Work required:
Word for word, restate the lines from the top of the records below through the line with "153L109 142L75 149L68", both included, with no pictures in the result.

Source data:
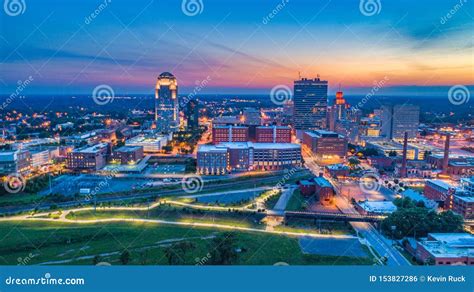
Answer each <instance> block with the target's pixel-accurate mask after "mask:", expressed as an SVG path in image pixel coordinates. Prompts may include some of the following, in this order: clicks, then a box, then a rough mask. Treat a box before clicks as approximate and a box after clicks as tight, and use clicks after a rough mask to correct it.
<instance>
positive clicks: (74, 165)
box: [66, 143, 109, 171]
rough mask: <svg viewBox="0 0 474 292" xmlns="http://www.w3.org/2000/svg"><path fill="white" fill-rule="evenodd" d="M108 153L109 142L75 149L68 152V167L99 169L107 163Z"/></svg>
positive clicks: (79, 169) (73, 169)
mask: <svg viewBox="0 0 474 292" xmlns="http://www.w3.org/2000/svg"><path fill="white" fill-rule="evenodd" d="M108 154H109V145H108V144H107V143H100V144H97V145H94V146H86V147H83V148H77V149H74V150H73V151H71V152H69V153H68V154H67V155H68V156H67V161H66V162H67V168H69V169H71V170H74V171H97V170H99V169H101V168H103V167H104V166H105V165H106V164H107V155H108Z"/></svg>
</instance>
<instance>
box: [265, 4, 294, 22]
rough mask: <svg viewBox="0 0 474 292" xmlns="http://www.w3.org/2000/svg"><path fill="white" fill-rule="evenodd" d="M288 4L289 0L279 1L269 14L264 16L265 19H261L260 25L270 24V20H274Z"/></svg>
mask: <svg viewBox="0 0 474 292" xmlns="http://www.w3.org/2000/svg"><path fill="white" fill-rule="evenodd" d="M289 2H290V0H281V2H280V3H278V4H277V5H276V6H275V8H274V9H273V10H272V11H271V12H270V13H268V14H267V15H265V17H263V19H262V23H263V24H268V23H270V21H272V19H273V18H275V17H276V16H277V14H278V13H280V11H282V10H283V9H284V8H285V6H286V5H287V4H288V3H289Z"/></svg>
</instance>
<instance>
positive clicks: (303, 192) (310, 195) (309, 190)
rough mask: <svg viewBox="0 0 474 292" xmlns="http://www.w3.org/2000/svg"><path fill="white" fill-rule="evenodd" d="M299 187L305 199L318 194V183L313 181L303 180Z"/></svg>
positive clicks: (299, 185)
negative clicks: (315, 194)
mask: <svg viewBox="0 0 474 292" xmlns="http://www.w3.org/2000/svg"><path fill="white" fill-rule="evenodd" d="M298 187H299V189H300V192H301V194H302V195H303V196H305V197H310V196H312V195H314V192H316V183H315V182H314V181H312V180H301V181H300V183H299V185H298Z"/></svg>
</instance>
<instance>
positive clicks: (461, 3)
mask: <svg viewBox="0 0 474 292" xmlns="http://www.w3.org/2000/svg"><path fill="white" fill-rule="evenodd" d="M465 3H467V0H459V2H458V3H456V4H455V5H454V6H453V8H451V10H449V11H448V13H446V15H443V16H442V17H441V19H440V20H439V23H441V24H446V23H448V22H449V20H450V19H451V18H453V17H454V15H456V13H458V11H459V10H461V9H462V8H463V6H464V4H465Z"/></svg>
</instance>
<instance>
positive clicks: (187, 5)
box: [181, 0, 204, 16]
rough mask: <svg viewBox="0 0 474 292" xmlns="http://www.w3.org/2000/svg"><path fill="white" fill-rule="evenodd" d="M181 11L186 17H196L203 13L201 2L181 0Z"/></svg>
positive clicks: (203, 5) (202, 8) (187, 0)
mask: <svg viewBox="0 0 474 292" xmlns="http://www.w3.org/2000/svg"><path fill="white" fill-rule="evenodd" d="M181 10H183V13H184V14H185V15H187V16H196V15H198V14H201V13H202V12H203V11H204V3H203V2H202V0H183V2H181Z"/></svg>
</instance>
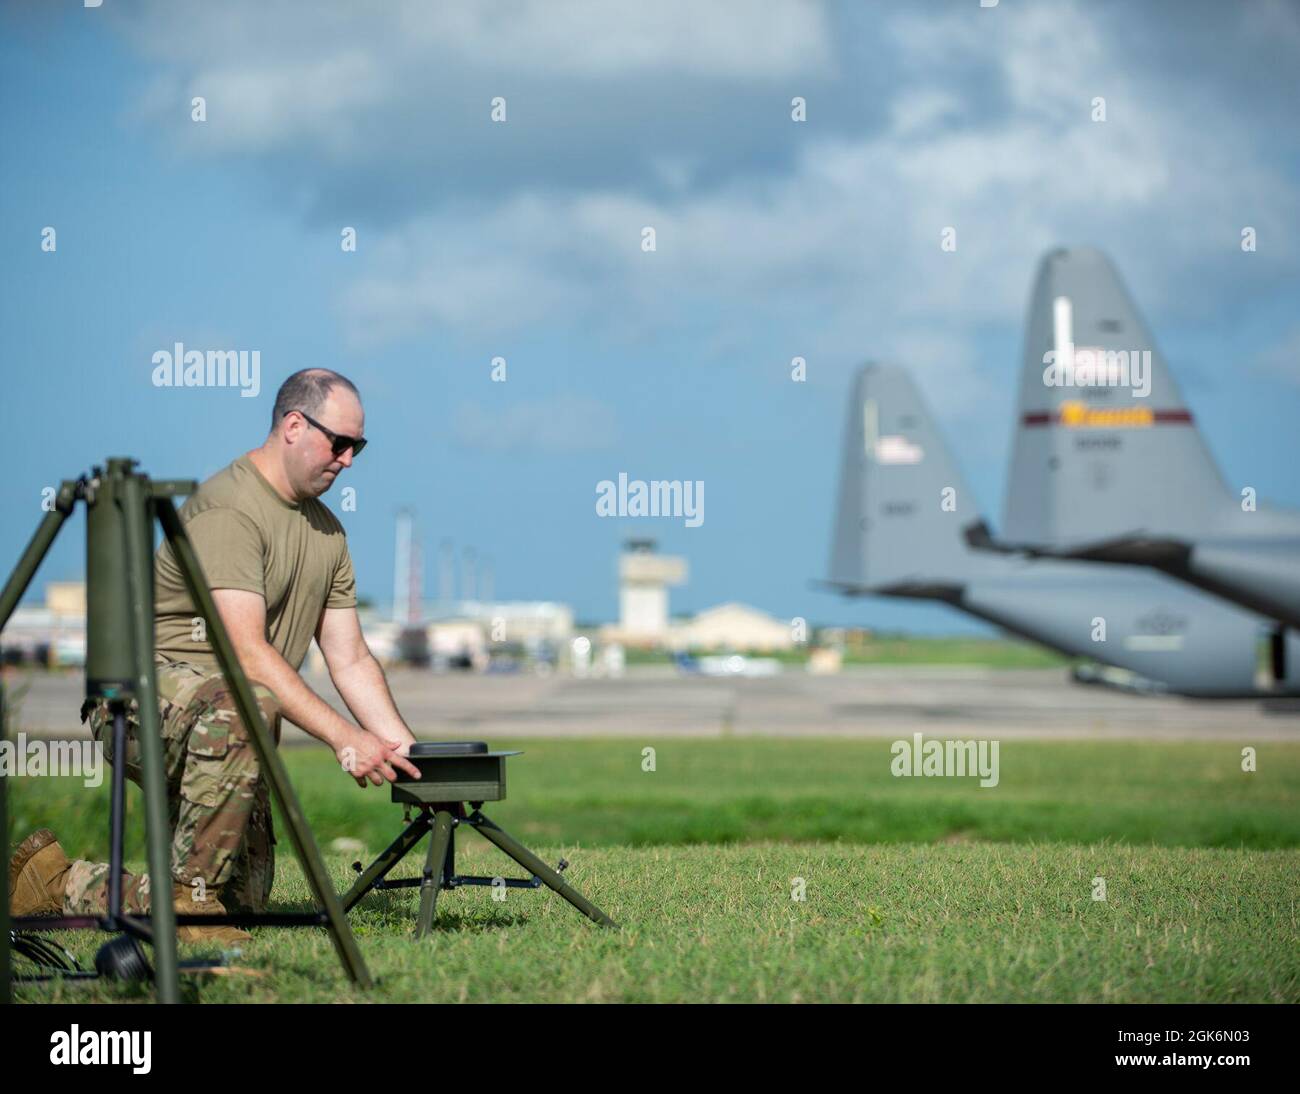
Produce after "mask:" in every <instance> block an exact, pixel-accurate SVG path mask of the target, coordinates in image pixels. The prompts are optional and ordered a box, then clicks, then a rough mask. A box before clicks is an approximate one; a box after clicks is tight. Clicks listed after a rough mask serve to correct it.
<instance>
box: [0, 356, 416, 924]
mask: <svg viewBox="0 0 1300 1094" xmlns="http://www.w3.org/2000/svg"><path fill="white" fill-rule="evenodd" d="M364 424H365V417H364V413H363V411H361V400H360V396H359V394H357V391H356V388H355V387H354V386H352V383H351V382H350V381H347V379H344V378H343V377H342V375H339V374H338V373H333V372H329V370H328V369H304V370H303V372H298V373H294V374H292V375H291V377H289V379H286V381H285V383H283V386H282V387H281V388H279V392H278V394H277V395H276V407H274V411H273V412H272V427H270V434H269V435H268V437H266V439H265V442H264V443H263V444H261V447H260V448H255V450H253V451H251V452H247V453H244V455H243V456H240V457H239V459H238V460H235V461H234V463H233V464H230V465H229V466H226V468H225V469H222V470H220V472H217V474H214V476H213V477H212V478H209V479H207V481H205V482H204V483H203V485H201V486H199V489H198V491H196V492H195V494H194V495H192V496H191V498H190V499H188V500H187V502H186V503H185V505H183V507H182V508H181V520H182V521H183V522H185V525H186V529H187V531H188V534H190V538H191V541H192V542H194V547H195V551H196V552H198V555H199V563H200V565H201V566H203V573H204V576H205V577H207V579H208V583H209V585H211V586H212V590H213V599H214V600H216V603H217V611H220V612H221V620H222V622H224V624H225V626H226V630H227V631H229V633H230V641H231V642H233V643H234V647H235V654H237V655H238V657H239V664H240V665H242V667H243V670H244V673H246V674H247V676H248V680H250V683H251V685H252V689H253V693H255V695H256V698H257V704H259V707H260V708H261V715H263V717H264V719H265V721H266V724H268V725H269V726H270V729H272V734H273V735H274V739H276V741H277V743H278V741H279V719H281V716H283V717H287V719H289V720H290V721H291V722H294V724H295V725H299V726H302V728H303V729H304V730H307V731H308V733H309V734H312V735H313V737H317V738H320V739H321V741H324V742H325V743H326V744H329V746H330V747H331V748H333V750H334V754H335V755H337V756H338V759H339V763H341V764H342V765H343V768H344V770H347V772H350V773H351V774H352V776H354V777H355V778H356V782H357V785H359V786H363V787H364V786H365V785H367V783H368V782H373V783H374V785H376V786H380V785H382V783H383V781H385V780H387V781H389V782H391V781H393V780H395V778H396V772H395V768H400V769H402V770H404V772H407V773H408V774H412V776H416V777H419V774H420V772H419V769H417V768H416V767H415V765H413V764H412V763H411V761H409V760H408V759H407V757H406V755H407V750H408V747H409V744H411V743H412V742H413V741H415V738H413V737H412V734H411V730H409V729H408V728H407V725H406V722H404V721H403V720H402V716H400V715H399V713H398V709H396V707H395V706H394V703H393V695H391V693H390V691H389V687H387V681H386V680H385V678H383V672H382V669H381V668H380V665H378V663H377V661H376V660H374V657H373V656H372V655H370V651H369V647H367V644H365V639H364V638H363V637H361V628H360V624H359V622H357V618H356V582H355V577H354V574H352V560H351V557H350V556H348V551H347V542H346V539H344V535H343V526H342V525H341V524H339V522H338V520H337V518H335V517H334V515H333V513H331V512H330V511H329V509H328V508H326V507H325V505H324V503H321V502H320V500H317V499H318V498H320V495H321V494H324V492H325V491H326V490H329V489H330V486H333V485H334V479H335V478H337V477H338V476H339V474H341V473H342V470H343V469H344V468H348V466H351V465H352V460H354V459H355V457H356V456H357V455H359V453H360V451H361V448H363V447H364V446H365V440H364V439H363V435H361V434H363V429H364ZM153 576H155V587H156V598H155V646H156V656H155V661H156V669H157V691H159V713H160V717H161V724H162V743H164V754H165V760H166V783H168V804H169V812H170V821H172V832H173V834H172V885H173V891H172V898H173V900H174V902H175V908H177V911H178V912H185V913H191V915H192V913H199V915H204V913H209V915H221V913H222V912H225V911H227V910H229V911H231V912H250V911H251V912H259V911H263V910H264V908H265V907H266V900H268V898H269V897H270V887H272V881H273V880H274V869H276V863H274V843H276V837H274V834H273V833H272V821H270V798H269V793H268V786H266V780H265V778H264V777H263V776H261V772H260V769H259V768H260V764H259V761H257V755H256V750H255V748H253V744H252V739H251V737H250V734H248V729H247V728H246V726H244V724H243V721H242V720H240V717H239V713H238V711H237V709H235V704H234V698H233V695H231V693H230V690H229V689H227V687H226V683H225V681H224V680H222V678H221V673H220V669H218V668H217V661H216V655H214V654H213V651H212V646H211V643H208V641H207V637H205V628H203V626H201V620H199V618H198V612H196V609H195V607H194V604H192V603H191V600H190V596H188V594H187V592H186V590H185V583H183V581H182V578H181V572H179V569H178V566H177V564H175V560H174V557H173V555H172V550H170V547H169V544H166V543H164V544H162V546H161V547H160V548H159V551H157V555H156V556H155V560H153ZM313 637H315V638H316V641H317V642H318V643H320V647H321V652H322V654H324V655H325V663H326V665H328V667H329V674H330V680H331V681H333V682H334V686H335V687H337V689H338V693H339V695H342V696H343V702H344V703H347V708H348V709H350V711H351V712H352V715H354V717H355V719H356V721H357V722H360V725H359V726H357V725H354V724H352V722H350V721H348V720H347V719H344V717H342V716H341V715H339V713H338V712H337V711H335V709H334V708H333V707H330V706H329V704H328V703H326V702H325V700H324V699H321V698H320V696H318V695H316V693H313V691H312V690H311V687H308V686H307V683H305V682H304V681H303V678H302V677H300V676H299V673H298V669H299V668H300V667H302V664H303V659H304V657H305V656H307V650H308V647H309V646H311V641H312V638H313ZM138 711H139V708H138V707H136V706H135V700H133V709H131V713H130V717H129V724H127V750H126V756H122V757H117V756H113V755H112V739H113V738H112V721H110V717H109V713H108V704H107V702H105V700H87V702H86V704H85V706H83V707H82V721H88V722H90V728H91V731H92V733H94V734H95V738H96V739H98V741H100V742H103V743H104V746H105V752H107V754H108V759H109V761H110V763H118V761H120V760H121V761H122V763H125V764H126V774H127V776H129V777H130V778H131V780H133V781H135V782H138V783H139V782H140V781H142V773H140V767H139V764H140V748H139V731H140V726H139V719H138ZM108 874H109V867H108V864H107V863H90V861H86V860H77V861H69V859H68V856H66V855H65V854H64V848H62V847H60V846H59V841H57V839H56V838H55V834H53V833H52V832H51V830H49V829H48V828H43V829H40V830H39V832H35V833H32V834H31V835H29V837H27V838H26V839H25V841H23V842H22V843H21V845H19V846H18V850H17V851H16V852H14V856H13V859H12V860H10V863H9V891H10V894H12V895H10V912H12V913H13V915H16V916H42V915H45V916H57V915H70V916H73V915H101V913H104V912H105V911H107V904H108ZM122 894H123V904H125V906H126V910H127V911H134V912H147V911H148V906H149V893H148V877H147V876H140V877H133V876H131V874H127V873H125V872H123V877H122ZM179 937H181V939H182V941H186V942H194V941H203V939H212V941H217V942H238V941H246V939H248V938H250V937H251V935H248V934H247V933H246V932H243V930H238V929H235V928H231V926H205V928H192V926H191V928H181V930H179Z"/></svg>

Output for this task:
Answer each <instance> block with the target's pixel-accurate mask after "mask:", expressed as an SVG path in image pixel coordinates. Prompts may include some of the following, in this order: clicks, then a box, then a rough mask. Treat a box before clicks as approximate and a box after clicks as tight, and use clicks after a rough mask to correct it.
<instance>
positive clicks: (74, 165)
box: [66, 143, 109, 171]
rough mask: <svg viewBox="0 0 474 292" xmlns="http://www.w3.org/2000/svg"><path fill="white" fill-rule="evenodd" d="M108 153L109 142L75 149L68 152V167L99 169L107 163Z"/></svg>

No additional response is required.